> **Assigned task**:
Extract the records below word for word and ignore the images.

***** Data supplied

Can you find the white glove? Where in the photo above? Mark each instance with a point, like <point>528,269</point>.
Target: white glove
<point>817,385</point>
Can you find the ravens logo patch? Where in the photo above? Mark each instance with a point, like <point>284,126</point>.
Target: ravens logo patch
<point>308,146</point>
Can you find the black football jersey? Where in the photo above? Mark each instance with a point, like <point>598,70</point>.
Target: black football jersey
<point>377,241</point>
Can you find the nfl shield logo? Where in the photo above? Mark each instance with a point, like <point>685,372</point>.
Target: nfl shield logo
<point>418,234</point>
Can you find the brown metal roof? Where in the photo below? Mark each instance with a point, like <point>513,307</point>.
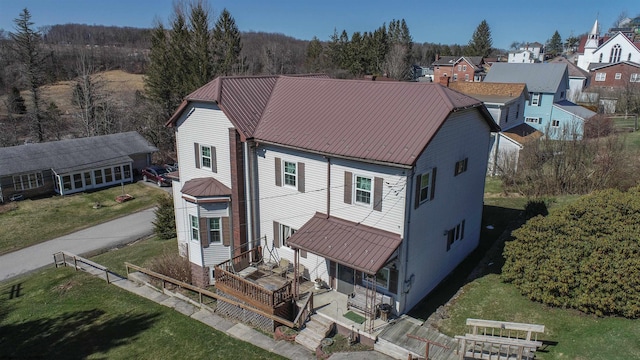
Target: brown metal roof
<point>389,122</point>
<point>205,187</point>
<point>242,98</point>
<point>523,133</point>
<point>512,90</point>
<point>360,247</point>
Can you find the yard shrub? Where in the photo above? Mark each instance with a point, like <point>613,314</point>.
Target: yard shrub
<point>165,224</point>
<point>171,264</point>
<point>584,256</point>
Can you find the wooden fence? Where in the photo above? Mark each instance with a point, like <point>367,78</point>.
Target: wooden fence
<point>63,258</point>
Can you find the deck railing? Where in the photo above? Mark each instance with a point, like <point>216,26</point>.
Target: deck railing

**********

> **Answer area**:
Can you find the white glove? Where in the photo above? Mark each instance with a point, like <point>528,269</point>.
Target: white glove
<point>817,385</point>
Can you find the ravens logo patch? Where in the photo above? Mark each instance with a point, like <point>284,126</point>.
Target: ravens logo patch
<point>308,146</point>
Can you find the black football jersey? Where in the photo above? Mark each instance with a point, like <point>598,70</point>.
Target: black football jersey
<point>377,241</point>
Can you find the nfl shield logo? Where in the photo above? Mark each instance with a point, like <point>685,372</point>.
Target: nfl shield logo
<point>418,234</point>
Can you find the brown metal roof? Where in the photo below? Mark each instance with a point, like <point>513,307</point>.
Target: brown metal roof
<point>389,122</point>
<point>205,187</point>
<point>242,98</point>
<point>523,133</point>
<point>512,90</point>
<point>360,247</point>
Can you find the yard shrub? Where in the photo above? Mark each instance with a point, like <point>613,314</point>.
Target: yard shrub
<point>165,224</point>
<point>171,264</point>
<point>584,256</point>
Can you find the wooden fence? Where in the photo above? Mark each instance with a point, like <point>367,78</point>.
Target: wooden fence
<point>63,258</point>
Can you find the deck railing? Where in the photo above? Mark each instance with a point, like <point>216,26</point>.
Target: deck railing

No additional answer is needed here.